## ASSIGNMENT
Count the lines of the records below that contain the word "rough" and reply with only that number.

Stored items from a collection
= = = = =

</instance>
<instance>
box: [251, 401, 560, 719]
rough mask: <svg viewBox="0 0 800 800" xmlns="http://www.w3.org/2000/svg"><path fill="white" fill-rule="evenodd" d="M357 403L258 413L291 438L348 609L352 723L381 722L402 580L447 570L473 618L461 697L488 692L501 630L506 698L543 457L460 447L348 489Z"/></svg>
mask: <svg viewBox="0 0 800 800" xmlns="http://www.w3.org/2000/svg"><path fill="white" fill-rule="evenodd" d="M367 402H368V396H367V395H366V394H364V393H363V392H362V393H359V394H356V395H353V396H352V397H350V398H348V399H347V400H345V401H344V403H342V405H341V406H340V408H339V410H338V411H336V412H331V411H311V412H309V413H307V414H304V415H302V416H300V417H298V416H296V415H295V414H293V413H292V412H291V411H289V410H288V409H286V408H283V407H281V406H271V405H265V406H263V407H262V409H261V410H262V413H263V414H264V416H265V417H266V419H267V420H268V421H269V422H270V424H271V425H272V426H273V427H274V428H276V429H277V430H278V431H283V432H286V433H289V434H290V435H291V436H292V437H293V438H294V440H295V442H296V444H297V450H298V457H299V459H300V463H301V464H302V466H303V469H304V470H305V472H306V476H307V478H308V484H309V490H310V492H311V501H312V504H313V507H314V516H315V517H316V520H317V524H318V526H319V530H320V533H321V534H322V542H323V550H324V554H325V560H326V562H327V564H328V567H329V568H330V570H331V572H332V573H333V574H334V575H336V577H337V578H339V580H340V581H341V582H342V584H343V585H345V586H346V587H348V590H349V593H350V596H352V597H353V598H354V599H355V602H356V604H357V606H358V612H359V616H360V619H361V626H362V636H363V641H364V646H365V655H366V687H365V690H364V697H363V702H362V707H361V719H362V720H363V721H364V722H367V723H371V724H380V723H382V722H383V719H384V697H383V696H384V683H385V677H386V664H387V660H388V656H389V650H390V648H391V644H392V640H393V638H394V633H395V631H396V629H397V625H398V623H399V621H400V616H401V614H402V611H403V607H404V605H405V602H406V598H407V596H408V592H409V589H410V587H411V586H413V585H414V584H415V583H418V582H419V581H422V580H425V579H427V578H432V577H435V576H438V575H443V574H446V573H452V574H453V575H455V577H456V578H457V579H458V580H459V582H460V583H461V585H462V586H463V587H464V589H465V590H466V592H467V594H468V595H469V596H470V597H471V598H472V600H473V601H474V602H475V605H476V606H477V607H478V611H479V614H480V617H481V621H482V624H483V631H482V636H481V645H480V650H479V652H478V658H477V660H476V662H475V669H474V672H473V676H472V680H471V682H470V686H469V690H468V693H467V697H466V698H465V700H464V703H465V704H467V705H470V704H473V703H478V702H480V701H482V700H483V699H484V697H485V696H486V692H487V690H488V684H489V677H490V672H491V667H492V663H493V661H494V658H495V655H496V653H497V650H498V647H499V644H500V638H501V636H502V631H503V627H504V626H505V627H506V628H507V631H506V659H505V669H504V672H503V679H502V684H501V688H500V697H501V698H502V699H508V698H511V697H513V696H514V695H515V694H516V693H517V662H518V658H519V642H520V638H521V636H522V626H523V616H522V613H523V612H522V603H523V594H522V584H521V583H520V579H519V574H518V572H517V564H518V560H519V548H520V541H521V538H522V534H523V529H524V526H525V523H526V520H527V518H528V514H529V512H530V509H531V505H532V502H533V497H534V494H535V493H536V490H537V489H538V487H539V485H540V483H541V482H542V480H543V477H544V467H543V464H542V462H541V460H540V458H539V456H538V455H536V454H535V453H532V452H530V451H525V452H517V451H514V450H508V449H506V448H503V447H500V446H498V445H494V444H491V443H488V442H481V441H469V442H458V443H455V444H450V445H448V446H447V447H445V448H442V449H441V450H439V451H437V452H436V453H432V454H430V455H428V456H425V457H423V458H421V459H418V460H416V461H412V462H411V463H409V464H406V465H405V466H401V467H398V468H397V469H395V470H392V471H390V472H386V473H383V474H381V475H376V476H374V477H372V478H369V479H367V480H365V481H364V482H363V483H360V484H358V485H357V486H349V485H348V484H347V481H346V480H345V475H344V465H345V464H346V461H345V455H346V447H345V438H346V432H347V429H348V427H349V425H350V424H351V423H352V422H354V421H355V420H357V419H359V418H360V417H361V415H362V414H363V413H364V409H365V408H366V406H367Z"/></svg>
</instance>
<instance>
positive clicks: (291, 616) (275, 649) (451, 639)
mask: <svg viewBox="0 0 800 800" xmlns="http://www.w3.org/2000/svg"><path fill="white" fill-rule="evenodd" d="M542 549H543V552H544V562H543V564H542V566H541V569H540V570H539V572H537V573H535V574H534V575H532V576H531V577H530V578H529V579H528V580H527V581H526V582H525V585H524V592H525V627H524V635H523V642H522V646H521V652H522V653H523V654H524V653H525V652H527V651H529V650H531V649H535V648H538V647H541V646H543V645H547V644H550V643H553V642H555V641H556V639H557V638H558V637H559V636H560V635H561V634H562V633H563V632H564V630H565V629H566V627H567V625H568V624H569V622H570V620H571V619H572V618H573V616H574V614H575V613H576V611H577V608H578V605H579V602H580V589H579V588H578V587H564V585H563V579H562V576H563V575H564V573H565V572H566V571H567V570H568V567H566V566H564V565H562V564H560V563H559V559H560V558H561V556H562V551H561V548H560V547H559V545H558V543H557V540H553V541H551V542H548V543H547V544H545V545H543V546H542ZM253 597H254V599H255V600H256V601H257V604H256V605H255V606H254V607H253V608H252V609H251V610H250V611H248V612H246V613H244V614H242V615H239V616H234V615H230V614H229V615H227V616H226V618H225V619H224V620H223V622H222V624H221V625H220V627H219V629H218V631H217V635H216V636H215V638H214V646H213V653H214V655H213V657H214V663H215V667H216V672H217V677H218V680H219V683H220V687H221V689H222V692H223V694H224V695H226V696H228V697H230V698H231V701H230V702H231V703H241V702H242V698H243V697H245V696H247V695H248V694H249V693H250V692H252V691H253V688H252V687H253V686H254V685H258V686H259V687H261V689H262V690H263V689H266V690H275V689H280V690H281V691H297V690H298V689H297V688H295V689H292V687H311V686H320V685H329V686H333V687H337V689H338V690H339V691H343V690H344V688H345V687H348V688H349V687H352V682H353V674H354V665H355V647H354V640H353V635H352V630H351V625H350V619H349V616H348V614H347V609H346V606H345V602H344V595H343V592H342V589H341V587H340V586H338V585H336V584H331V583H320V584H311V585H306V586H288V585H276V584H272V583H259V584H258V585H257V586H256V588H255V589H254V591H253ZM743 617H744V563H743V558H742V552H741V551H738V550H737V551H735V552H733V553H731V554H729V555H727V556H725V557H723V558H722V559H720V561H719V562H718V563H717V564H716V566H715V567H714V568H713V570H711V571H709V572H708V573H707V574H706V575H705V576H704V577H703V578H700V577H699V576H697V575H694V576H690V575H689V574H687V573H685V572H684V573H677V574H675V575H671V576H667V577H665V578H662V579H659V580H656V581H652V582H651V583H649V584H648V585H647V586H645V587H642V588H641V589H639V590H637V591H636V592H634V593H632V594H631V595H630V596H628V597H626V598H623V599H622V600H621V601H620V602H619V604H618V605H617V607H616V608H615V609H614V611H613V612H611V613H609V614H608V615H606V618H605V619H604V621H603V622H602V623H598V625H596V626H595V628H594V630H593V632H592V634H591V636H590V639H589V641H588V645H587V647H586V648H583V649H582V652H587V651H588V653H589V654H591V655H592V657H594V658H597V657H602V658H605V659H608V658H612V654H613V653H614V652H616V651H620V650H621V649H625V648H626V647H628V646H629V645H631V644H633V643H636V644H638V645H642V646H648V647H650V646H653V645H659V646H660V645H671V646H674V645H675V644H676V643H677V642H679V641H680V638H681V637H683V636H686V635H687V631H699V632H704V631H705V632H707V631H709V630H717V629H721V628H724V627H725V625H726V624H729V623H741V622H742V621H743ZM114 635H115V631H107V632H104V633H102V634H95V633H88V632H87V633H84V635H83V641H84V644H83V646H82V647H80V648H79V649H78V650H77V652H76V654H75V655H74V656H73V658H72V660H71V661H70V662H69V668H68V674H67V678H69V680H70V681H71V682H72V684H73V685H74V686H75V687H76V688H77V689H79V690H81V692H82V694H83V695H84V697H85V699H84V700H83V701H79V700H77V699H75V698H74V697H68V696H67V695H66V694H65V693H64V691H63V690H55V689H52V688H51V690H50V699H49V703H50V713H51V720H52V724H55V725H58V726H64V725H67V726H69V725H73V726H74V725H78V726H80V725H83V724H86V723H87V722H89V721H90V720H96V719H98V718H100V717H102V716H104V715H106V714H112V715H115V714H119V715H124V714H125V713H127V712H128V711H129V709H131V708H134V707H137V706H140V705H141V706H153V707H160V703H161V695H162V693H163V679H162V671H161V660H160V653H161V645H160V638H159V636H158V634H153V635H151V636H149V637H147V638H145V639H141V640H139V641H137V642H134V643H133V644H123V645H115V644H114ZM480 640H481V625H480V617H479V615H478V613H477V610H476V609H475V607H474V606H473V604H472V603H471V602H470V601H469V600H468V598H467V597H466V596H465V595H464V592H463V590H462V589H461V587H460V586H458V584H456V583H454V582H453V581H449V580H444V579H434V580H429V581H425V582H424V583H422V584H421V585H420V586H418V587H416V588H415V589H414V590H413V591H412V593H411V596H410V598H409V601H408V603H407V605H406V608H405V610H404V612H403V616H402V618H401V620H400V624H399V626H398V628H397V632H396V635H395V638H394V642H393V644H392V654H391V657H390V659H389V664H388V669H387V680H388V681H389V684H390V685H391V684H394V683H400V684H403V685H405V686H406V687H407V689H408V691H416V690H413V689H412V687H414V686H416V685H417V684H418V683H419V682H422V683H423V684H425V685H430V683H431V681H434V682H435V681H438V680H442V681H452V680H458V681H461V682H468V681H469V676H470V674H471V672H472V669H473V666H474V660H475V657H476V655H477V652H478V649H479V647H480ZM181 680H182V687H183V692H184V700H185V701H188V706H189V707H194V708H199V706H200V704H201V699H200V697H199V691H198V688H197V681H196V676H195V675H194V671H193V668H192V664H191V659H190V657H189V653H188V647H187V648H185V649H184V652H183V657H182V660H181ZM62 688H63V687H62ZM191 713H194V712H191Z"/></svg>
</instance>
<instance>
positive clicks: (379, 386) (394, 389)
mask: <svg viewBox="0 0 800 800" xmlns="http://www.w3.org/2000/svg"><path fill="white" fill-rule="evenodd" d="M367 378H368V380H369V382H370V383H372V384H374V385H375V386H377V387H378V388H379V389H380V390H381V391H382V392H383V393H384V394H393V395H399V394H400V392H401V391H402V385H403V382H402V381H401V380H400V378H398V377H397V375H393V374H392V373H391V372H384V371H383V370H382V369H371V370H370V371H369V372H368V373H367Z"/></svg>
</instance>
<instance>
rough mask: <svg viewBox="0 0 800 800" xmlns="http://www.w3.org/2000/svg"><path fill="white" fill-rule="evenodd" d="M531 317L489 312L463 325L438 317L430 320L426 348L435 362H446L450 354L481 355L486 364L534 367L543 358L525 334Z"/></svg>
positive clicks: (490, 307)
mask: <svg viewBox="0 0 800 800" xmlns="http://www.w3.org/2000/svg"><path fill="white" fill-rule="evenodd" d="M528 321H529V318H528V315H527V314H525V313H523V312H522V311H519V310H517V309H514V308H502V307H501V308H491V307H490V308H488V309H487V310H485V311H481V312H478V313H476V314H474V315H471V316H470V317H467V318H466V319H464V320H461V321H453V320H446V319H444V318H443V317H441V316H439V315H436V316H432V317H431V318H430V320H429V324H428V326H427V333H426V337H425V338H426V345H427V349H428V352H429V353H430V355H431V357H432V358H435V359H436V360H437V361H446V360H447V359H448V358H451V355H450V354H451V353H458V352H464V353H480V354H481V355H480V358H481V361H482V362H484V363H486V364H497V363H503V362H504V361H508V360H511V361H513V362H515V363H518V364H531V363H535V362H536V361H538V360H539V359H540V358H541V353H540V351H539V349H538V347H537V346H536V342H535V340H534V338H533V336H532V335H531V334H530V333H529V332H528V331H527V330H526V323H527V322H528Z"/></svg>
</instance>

= = = = =

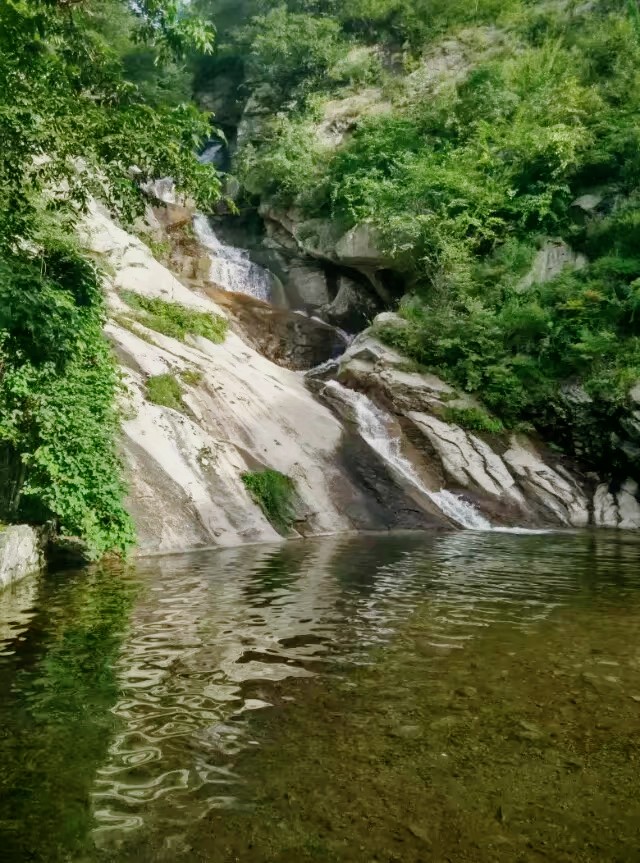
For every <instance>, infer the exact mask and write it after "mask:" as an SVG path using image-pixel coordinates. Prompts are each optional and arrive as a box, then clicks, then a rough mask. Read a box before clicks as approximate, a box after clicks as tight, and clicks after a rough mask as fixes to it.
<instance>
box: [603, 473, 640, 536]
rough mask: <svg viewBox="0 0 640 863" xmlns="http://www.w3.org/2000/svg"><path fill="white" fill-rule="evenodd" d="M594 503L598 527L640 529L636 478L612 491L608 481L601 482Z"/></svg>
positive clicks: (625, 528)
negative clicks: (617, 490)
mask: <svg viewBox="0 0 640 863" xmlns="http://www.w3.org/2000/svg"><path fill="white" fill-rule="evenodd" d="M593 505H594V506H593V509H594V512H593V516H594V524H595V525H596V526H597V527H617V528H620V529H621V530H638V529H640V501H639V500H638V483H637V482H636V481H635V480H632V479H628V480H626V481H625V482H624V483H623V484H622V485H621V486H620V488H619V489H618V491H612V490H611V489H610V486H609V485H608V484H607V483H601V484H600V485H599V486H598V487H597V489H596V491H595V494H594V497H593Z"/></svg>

= = = = =

## SOLUTION FOR THIS PROBLEM
4